EXERCISE PROMPT ::
Where an image appears, leave it out; otherwise repeat the data exactly.

DATA PROVIDED START

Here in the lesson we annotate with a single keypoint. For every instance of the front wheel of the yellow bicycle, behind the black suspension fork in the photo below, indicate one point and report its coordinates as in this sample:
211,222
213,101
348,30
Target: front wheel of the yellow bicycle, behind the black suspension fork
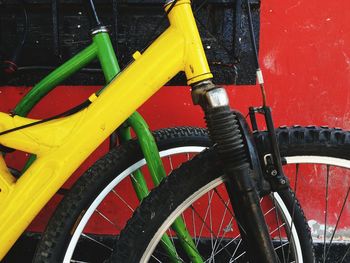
196,193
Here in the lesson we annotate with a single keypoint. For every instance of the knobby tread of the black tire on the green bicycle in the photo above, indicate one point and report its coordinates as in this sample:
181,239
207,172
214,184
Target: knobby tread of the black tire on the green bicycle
120,156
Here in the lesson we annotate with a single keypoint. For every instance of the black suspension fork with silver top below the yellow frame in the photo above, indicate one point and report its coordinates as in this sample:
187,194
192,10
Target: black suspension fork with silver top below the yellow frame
224,131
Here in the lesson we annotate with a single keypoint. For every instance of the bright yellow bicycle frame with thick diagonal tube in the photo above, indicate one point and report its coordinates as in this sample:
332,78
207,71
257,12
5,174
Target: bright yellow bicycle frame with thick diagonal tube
62,145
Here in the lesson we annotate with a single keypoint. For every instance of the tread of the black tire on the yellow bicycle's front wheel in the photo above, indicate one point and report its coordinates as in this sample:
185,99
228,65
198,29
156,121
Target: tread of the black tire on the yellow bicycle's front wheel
162,199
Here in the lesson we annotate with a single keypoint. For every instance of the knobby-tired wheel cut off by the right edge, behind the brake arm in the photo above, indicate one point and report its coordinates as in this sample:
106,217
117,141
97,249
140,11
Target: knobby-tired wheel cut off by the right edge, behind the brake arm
317,161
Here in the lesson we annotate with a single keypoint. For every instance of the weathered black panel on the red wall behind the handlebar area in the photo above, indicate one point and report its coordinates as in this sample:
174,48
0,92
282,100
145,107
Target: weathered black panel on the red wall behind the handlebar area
132,24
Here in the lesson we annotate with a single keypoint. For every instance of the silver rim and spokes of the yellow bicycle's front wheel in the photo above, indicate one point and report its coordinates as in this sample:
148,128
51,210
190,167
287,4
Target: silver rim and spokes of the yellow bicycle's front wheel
238,252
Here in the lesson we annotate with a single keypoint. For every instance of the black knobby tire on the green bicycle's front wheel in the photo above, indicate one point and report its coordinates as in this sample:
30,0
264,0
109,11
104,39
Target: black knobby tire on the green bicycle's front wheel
71,209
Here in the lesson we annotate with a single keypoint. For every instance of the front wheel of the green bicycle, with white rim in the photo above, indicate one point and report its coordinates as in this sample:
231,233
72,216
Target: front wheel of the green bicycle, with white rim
97,207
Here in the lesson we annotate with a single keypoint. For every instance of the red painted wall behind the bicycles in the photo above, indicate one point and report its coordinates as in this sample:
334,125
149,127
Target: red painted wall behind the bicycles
305,55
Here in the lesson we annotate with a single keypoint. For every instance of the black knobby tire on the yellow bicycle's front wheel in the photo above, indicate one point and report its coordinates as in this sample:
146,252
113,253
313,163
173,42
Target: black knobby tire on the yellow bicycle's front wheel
203,172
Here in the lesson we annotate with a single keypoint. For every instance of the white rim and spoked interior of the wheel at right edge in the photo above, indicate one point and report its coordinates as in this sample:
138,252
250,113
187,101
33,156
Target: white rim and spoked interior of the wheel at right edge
330,224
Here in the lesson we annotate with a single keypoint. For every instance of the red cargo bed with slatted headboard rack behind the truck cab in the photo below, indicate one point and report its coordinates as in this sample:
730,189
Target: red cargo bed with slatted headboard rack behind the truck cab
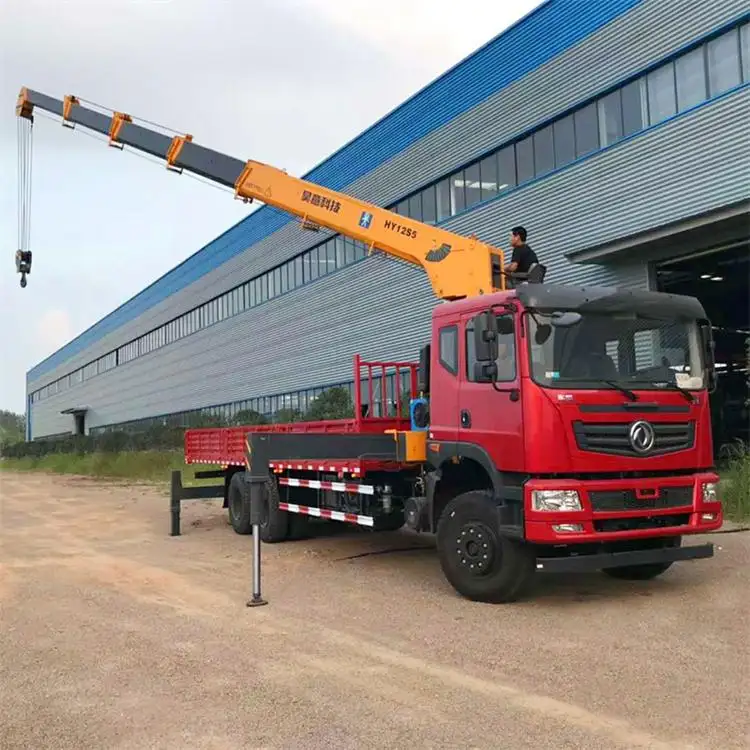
226,445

DATA PROVIDED END

EXERCISE RESULT ::
Here in the lesson we annotate with a single keypoint. For every instance of the front wheel of the yellow bicycle, behind the black suspension fork in the photo below, indicate one point and report its coordinates as in this sample:
211,222
213,101
348,30
Target: front wheel of the yellow bicycle, behind the black suspension fork
196,193
Here in the lesson we annotate with a single keypoint. For every instance of the knobby tread of the black tire on the green bicycle in the photo above, indicate one point and report its coordinates as in this sample:
181,239
207,172
214,184
Target: knobby tread of the black tire on the green bicycle
120,156
Here in the lesson we annotate with a single keypoint. For every instance of the black suspension fork with silver top below the yellow frame in the photo above, indicate one point and report its coordinates as in this sample:
187,194
192,10
Target: black suspension fork with silver top below the yellow frame
224,131
Here in the lesson we annotate with a single keypoint. For every instance of the bright yellow bicycle frame with thick diagonal tube in the photo above, indicate one point and report its coordinates as in this sample:
332,78
207,71
257,12
5,174
Target: bright yellow bicycle frame with thick diagonal tube
62,145
Here in the lesson we annotate with a single keypoint. For every instance of the tread of the black tire on the yellow bicycle's front wheel in the photo above, indicate one point and report its coordinates as in this sample:
185,99
228,65
198,29
156,121
Target: tread of the black tire on the yellow bicycle's front wheel
162,199
Here in the lesson we annotate with a single keypoint. For every instance of the knobby-tired wheel cut off by the right edge, behind the brake arm in the photo above, indicate one point and report its coordinates as in this sample:
106,217
117,141
97,249
140,11
Target: knobby-tired wheel cut off by the right edge, behind the brake arm
317,161
Here in the lesson we annotate with a single keypoint. For every instance of the weathered black panel on the red wall behind the handlebar area in the photo above, indicate one point and report its coordinates as in this sample:
174,48
0,92
282,100
145,107
Target: weathered black panel on the red wall behind the handlebar area
132,24
Here in the lesson we annotate with a single keypoint. For every instance of the silver rim and spokes of the yellow bicycle's front wheel in the photo above, indicate one point and report its coordinates as in this sample:
148,128
51,210
190,167
287,4
Target: silver rim and spokes of the yellow bicycle's front wheel
238,252
Here in the lesson we annotate with a single keypoint. For every instance of the black knobby tire on the green bicycle's front wheel in the photo above, indicate one point and report its coordinates as in this sample:
30,0
264,0
109,11
104,39
Target: black knobby tire on the green bicycle's front wheel
71,209
Here in the lesson we annotate with a single keypoint. For every instance of the front wheel of the green bicycle, with white rim in the photo above, indicate one point and report its coordinates as in this sample:
231,233
72,216
Target: front wheel of the green bicycle, with white rim
97,207
Here in the lesson we annotate with a single keypoint. For every instance of the red painted wall behind the bicycles in the photo above, indicate one point and report its coordinates as in this sample:
334,125
149,127
Target: red painted wall behind the bicycles
305,55
Here in the lesson we annotate with a single keypoint. For every instance of the black knobby tire on the yellow bicycle's front wheel in the photo above, indicate one point and report its coordinates as in this sample:
146,252
113,253
313,163
173,42
Target: black knobby tire on the yellow bicycle's front wheel
203,172
Here in the lesson we annotate with a single keypoint. For every instance of the white rim and spoked interior of the wheel at right edge in the photo above, indicate one point and report its coordinates as in this sample:
138,252
250,113
187,101
33,156
Target: white rim and spoked interior of the wheel at right edge
330,224
Here in the lesson we annotate with a single keypoint. For every instance of the red cargo bed with slatted headboard rack behind the truck cab in the photo below, indicate one point and report its coordinates as in this sample:
730,189
Target: red cargo bed with slatted headboard rack behind the truck cab
226,445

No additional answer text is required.